--- Task description ---
Print every line of the records below exactly as it appears, but leave out the pictures.

--- Supplied material ---
※

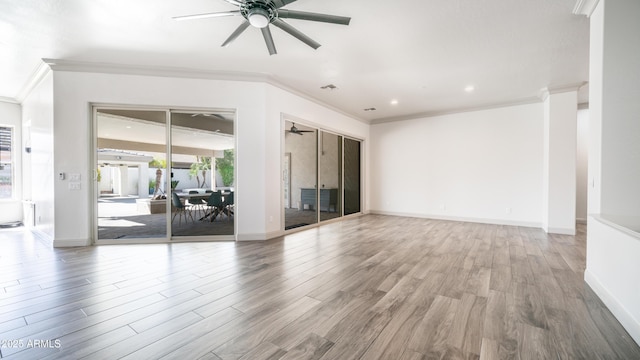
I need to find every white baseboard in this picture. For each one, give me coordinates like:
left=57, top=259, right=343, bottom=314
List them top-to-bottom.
left=370, top=210, right=542, bottom=228
left=543, top=228, right=576, bottom=235
left=237, top=230, right=284, bottom=241
left=53, top=239, right=91, bottom=247
left=584, top=269, right=640, bottom=345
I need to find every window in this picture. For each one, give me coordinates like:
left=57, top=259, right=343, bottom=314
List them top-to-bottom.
left=0, top=126, right=13, bottom=200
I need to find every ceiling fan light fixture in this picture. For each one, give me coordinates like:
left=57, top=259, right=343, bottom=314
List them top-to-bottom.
left=247, top=8, right=270, bottom=29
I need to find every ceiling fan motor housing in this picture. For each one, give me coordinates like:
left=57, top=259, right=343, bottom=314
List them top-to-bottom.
left=240, top=0, right=278, bottom=28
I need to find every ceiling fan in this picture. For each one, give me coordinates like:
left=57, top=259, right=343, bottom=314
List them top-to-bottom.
left=173, top=0, right=351, bottom=55
left=287, top=123, right=315, bottom=135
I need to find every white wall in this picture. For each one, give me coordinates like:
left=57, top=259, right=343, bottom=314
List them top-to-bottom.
left=585, top=0, right=640, bottom=344
left=601, top=0, right=640, bottom=219
left=22, top=73, right=55, bottom=236
left=542, top=89, right=578, bottom=235
left=0, top=101, right=23, bottom=224
left=370, top=103, right=543, bottom=226
left=576, top=109, right=589, bottom=223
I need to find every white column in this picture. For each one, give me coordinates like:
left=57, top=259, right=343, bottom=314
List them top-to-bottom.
left=542, top=86, right=578, bottom=235
left=138, top=162, right=149, bottom=199
left=118, top=165, right=129, bottom=196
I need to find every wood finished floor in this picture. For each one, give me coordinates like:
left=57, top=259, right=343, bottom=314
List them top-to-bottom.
left=0, top=215, right=640, bottom=360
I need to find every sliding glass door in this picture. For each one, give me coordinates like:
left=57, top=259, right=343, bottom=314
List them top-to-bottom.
left=95, top=109, right=167, bottom=240
left=171, top=111, right=235, bottom=236
left=282, top=121, right=361, bottom=230
left=284, top=121, right=318, bottom=230
left=318, top=131, right=342, bottom=221
left=344, top=138, right=362, bottom=215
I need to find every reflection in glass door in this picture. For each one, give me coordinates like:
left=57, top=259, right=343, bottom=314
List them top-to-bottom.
left=95, top=109, right=167, bottom=240
left=284, top=121, right=318, bottom=230
left=318, top=131, right=342, bottom=221
left=344, top=138, right=361, bottom=215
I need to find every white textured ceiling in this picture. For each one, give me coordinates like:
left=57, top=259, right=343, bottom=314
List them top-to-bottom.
left=0, top=0, right=589, bottom=120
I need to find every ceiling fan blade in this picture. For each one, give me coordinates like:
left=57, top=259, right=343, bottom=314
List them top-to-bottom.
left=224, top=0, right=244, bottom=6
left=272, top=0, right=296, bottom=9
left=278, top=9, right=351, bottom=25
left=172, top=10, right=241, bottom=21
left=272, top=19, right=320, bottom=49
left=222, top=20, right=249, bottom=47
left=261, top=26, right=278, bottom=55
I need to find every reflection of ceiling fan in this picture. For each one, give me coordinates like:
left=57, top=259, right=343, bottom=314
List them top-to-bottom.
left=173, top=0, right=351, bottom=55
left=287, top=123, right=314, bottom=135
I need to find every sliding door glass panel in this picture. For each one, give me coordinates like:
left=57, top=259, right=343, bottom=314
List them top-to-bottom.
left=96, top=109, right=167, bottom=240
left=170, top=111, right=235, bottom=236
left=283, top=121, right=318, bottom=230
left=318, top=131, right=342, bottom=221
left=344, top=138, right=361, bottom=215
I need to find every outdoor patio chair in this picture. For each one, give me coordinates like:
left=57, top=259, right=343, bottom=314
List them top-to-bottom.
left=171, top=193, right=193, bottom=225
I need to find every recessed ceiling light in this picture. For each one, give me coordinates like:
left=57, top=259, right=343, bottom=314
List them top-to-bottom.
left=320, top=84, right=338, bottom=90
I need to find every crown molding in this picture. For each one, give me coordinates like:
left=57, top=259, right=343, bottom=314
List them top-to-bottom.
left=573, top=0, right=600, bottom=17
left=16, top=59, right=51, bottom=103
left=42, top=59, right=369, bottom=124
left=538, top=81, right=588, bottom=102
left=0, top=96, right=20, bottom=104
left=371, top=96, right=540, bottom=125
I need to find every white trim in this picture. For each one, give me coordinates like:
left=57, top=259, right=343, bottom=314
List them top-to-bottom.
left=573, top=0, right=599, bottom=17
left=15, top=59, right=52, bottom=103
left=0, top=96, right=19, bottom=104
left=369, top=210, right=542, bottom=228
left=590, top=214, right=640, bottom=240
left=543, top=228, right=576, bottom=235
left=237, top=230, right=284, bottom=241
left=53, top=239, right=91, bottom=248
left=584, top=269, right=640, bottom=344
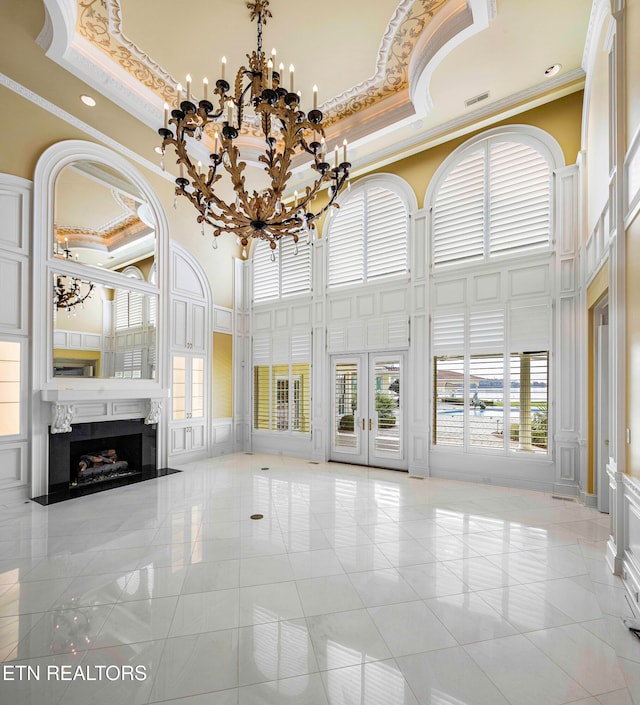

※

--- Complete answer ---
I need to find every white baseboard in this picture. For each one, give me coordinates like:
left=57, top=259, right=343, bottom=314
List them top-to-bottom.
left=370, top=210, right=542, bottom=228
left=543, top=228, right=576, bottom=235
left=237, top=230, right=284, bottom=241
left=53, top=239, right=91, bottom=247
left=584, top=269, right=640, bottom=345
I need to find every window in this picture. For each one, give me coordinates like:
left=57, top=259, right=343, bottom=314
List them top-to-bottom.
left=0, top=126, right=13, bottom=200
I need to find every ceiling fan light fixture in this picture. For each one, give me coordinates like:
left=57, top=259, right=343, bottom=314
List them top-to-bottom.
left=247, top=8, right=270, bottom=29
I need to find every ceiling fan motor housing in this picture. For each one, give me coordinates like:
left=57, top=259, right=343, bottom=314
List them top-to-bottom.
left=240, top=0, right=278, bottom=28
I need to find every ceiling fan in this picture. For each one, give me coordinates like:
left=57, top=259, right=343, bottom=314
List them top-to-bottom.
left=173, top=0, right=351, bottom=55
left=287, top=123, right=315, bottom=135
I need to find every white wall in this picture. For each one, give me coordinates like:
left=57, top=259, right=343, bottom=314
List them top-to-bottom.
left=585, top=0, right=640, bottom=344
left=601, top=0, right=640, bottom=219
left=22, top=73, right=55, bottom=236
left=542, top=89, right=578, bottom=235
left=0, top=101, right=23, bottom=224
left=370, top=103, right=543, bottom=226
left=576, top=109, right=589, bottom=223
I need to find every white column in this picture. For each one, give me coordinates like:
left=57, top=259, right=343, bottom=314
List them top-to-bottom.
left=542, top=86, right=578, bottom=235
left=138, top=162, right=149, bottom=199
left=118, top=165, right=129, bottom=196
I need to find every wood finished floor in this picture. For each one, give me coordinates like:
left=57, top=259, right=343, bottom=314
List them top-to-bottom.
left=0, top=215, right=640, bottom=360
I need to find every sliding glass door in this picture. For each one, give me coordinates like:
left=57, top=259, right=343, bottom=314
List them top-to-bottom.
left=95, top=109, right=167, bottom=240
left=171, top=111, right=235, bottom=236
left=282, top=121, right=361, bottom=230
left=284, top=121, right=318, bottom=230
left=318, top=131, right=342, bottom=221
left=344, top=138, right=362, bottom=215
I need to find every reflection in glass door in this picture. For each one, give me coordinates like:
left=57, top=259, right=343, bottom=314
List them top-to-bottom.
left=95, top=109, right=167, bottom=240
left=284, top=121, right=318, bottom=230
left=318, top=131, right=342, bottom=221
left=344, top=138, right=361, bottom=215
I need to find every white textured ceiling in this picture. For each one, give me coordinates like:
left=57, top=259, right=343, bottom=314
List them top-to-bottom.
left=0, top=0, right=589, bottom=120
I need to find every ceiling fan blade in this picture. For each one, give me coordinates like:
left=57, top=259, right=343, bottom=314
List them top-to-bottom.
left=224, top=0, right=244, bottom=6
left=272, top=0, right=296, bottom=9
left=278, top=9, right=351, bottom=25
left=172, top=10, right=241, bottom=21
left=272, top=19, right=320, bottom=49
left=222, top=20, right=249, bottom=47
left=261, top=26, right=278, bottom=55
I need to find every reflection of ceiling fan in this picture. For each one, give me coordinates like:
left=57, top=259, right=343, bottom=314
List them top-to-bottom.
left=173, top=0, right=351, bottom=55
left=287, top=123, right=314, bottom=135
I need to find every sliding door glass panel in this picture. For each one, give me coordinates like:
left=57, top=259, right=343, bottom=314
List them top-to-bottom.
left=96, top=109, right=167, bottom=240
left=170, top=111, right=235, bottom=236
left=283, top=121, right=318, bottom=230
left=318, top=131, right=342, bottom=221
left=344, top=138, right=361, bottom=215
I need to find every outdoor patio chair in this picture. For each one, give me coordinates like:
left=57, top=259, right=343, bottom=314
List them top-to-bottom.
left=171, top=193, right=193, bottom=225
I need to find every recessed ceiling light in this picture. For each one, give me coordinates like:
left=57, top=259, right=343, bottom=314
List them top-to-bottom.
left=320, top=84, right=338, bottom=90
I need to find every crown molding in this picture. For each one, give me coordinates like:
left=57, top=259, right=343, bottom=314
List them top-to-bottom.
left=573, top=0, right=600, bottom=17
left=16, top=59, right=51, bottom=103
left=42, top=59, right=369, bottom=124
left=538, top=81, right=588, bottom=102
left=0, top=96, right=20, bottom=104
left=371, top=96, right=540, bottom=125
I need to find every white trim in this picture. For each one, give me coordinates like:
left=57, top=259, right=343, bottom=314
List them top-to-bottom.
left=573, top=0, right=599, bottom=17
left=15, top=59, right=52, bottom=103
left=0, top=96, right=19, bottom=104
left=369, top=210, right=542, bottom=228
left=590, top=214, right=640, bottom=240
left=543, top=228, right=576, bottom=235
left=237, top=230, right=284, bottom=241
left=53, top=239, right=91, bottom=248
left=584, top=269, right=640, bottom=344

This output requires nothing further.